Copy, from the listing, every line in which the string "below" is present.

● ● ● ● ● ● ●

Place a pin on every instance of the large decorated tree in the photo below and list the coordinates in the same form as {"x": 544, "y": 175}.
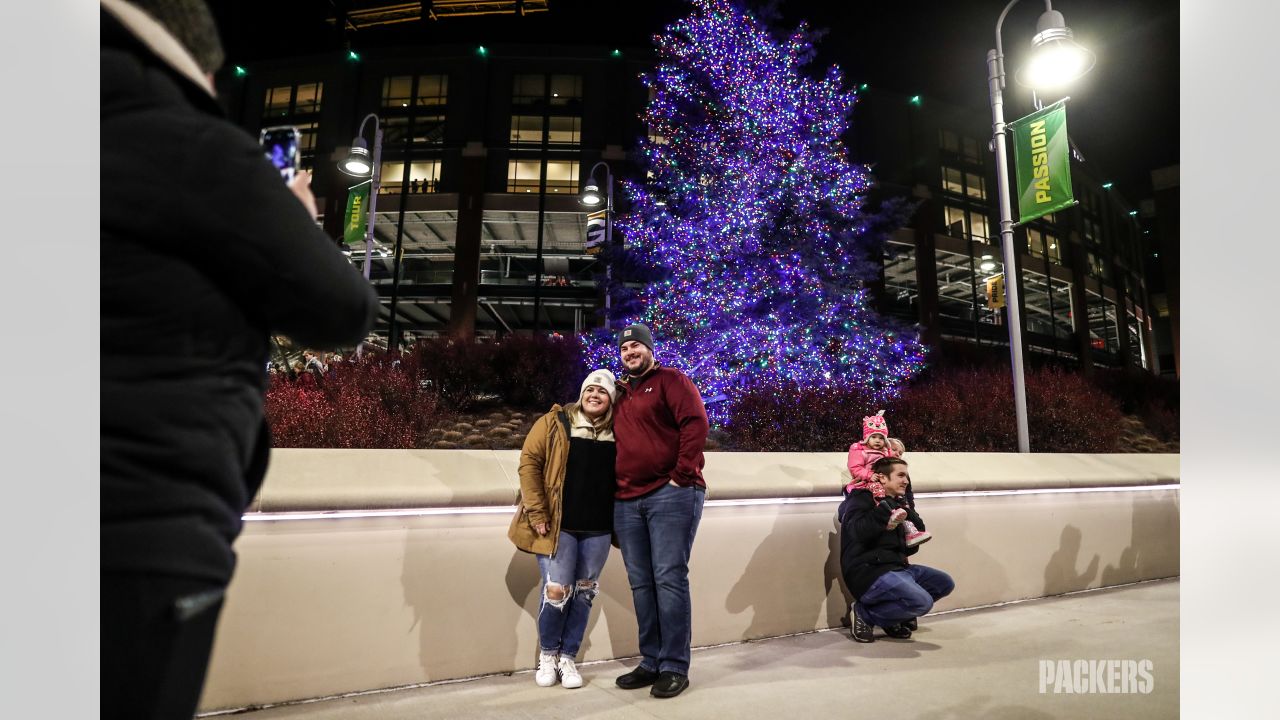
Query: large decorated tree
{"x": 752, "y": 223}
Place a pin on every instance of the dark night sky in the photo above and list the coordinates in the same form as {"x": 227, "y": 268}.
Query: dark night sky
{"x": 1123, "y": 115}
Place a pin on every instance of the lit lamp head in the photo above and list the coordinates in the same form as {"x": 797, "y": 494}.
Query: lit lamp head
{"x": 1056, "y": 59}
{"x": 592, "y": 194}
{"x": 357, "y": 162}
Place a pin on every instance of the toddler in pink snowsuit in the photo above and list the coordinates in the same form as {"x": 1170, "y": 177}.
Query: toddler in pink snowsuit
{"x": 874, "y": 446}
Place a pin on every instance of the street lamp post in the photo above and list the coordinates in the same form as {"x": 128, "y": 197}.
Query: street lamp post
{"x": 359, "y": 164}
{"x": 592, "y": 197}
{"x": 1057, "y": 60}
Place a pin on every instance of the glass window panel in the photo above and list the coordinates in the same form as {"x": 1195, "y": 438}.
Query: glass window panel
{"x": 1055, "y": 247}
{"x": 952, "y": 180}
{"x": 901, "y": 290}
{"x": 526, "y": 130}
{"x": 522, "y": 176}
{"x": 566, "y": 89}
{"x": 974, "y": 186}
{"x": 954, "y": 220}
{"x": 1064, "y": 320}
{"x": 981, "y": 232}
{"x": 562, "y": 176}
{"x": 528, "y": 89}
{"x": 955, "y": 286}
{"x": 425, "y": 172}
{"x": 1036, "y": 299}
{"x": 309, "y": 96}
{"x": 949, "y": 141}
{"x": 397, "y": 91}
{"x": 309, "y": 136}
{"x": 1034, "y": 242}
{"x": 278, "y": 101}
{"x": 563, "y": 131}
{"x": 433, "y": 90}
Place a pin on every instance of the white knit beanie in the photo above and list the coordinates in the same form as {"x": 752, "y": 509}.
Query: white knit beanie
{"x": 604, "y": 379}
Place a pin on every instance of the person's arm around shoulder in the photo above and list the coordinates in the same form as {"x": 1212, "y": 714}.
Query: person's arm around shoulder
{"x": 690, "y": 414}
{"x": 261, "y": 236}
{"x": 867, "y": 518}
{"x": 858, "y": 465}
{"x": 533, "y": 465}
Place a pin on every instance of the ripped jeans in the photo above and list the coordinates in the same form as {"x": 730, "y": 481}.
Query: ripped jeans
{"x": 575, "y": 568}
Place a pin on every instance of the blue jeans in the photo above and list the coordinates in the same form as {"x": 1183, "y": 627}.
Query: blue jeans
{"x": 657, "y": 533}
{"x": 903, "y": 595}
{"x": 576, "y": 568}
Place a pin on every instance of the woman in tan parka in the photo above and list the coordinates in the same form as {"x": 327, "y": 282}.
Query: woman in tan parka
{"x": 566, "y": 519}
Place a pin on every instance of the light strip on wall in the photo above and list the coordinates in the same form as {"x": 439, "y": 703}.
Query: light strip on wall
{"x": 510, "y": 509}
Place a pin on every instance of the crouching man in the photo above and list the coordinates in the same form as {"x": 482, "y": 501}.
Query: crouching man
{"x": 891, "y": 592}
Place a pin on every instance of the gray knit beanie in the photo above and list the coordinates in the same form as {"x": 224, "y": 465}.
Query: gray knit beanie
{"x": 191, "y": 23}
{"x": 638, "y": 332}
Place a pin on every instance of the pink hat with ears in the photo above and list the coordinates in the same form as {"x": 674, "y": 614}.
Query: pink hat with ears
{"x": 873, "y": 424}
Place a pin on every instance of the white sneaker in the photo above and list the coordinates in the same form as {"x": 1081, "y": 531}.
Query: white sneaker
{"x": 570, "y": 677}
{"x": 545, "y": 674}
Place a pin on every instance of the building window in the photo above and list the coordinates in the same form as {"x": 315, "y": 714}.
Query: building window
{"x": 397, "y": 91}
{"x": 278, "y": 100}
{"x": 968, "y": 224}
{"x": 952, "y": 180}
{"x": 970, "y": 185}
{"x": 522, "y": 176}
{"x": 566, "y": 90}
{"x": 307, "y": 98}
{"x": 901, "y": 290}
{"x": 1042, "y": 244}
{"x": 528, "y": 89}
{"x": 949, "y": 141}
{"x": 433, "y": 90}
{"x": 976, "y": 186}
{"x": 293, "y": 100}
{"x": 528, "y": 130}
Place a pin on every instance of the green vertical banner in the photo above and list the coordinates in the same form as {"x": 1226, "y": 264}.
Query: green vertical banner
{"x": 355, "y": 228}
{"x": 1042, "y": 158}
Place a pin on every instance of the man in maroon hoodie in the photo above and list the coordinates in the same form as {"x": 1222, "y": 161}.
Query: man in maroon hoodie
{"x": 661, "y": 427}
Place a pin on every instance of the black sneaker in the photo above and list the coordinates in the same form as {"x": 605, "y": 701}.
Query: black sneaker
{"x": 863, "y": 630}
{"x": 899, "y": 632}
{"x": 670, "y": 684}
{"x": 639, "y": 678}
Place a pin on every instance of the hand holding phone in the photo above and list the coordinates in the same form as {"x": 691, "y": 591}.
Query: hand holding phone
{"x": 283, "y": 147}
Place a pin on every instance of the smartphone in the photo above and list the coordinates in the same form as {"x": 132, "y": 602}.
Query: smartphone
{"x": 282, "y": 146}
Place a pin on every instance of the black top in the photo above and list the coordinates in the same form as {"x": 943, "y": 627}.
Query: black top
{"x": 867, "y": 550}
{"x": 589, "y": 487}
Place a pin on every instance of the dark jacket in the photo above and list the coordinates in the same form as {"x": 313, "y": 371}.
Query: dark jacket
{"x": 661, "y": 424}
{"x": 867, "y": 550}
{"x": 204, "y": 253}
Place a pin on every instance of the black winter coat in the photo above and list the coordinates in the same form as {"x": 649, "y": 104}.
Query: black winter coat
{"x": 204, "y": 253}
{"x": 867, "y": 550}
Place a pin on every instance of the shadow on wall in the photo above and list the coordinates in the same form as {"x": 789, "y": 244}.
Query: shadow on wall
{"x": 787, "y": 557}
{"x": 979, "y": 577}
{"x": 1060, "y": 574}
{"x": 1148, "y": 554}
{"x": 525, "y": 586}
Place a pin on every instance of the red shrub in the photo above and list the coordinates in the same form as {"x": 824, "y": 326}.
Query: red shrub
{"x": 950, "y": 410}
{"x": 371, "y": 402}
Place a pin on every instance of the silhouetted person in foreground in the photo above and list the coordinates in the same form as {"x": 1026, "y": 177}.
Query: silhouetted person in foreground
{"x": 205, "y": 251}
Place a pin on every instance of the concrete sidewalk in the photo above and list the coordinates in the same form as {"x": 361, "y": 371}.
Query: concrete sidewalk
{"x": 965, "y": 664}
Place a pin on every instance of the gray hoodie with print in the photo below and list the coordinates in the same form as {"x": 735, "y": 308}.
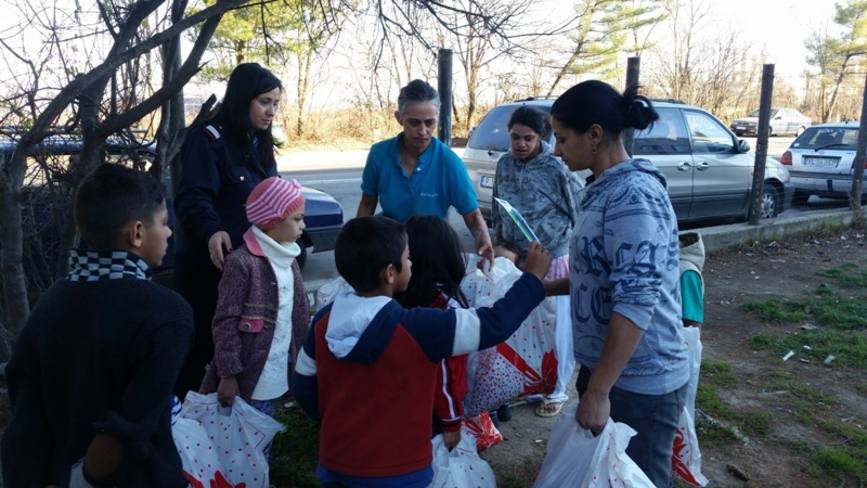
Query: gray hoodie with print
{"x": 545, "y": 192}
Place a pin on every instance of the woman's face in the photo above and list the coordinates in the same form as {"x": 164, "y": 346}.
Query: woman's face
{"x": 525, "y": 141}
{"x": 418, "y": 122}
{"x": 263, "y": 108}
{"x": 574, "y": 148}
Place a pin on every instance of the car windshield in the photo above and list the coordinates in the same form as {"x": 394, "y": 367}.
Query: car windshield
{"x": 756, "y": 113}
{"x": 842, "y": 138}
{"x": 492, "y": 133}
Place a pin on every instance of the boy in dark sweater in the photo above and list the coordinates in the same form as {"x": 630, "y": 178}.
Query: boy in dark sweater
{"x": 91, "y": 377}
{"x": 367, "y": 370}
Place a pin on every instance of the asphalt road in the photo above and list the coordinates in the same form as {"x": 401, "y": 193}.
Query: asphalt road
{"x": 339, "y": 174}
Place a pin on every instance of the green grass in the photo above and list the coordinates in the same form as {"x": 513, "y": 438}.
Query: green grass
{"x": 717, "y": 372}
{"x": 708, "y": 400}
{"x": 294, "y": 452}
{"x": 846, "y": 275}
{"x": 757, "y": 422}
{"x": 713, "y": 433}
{"x": 777, "y": 311}
{"x": 513, "y": 481}
{"x": 849, "y": 348}
{"x": 836, "y": 461}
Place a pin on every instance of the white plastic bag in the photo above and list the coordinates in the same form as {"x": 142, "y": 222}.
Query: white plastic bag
{"x": 576, "y": 459}
{"x": 692, "y": 336}
{"x": 223, "y": 446}
{"x": 686, "y": 456}
{"x": 523, "y": 365}
{"x": 462, "y": 467}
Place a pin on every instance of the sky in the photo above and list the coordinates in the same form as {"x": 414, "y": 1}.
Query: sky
{"x": 779, "y": 27}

● ● ● ● ● ● ●

# [Response to this task]
Place a pin on every instance of the large decorated tree in the photo below and list the coordinates in the same form as {"x": 544, "y": 175}.
Place a pin on every instance of the gray hoodie with print in the photo below and list the coordinates in the same form as {"x": 735, "y": 308}.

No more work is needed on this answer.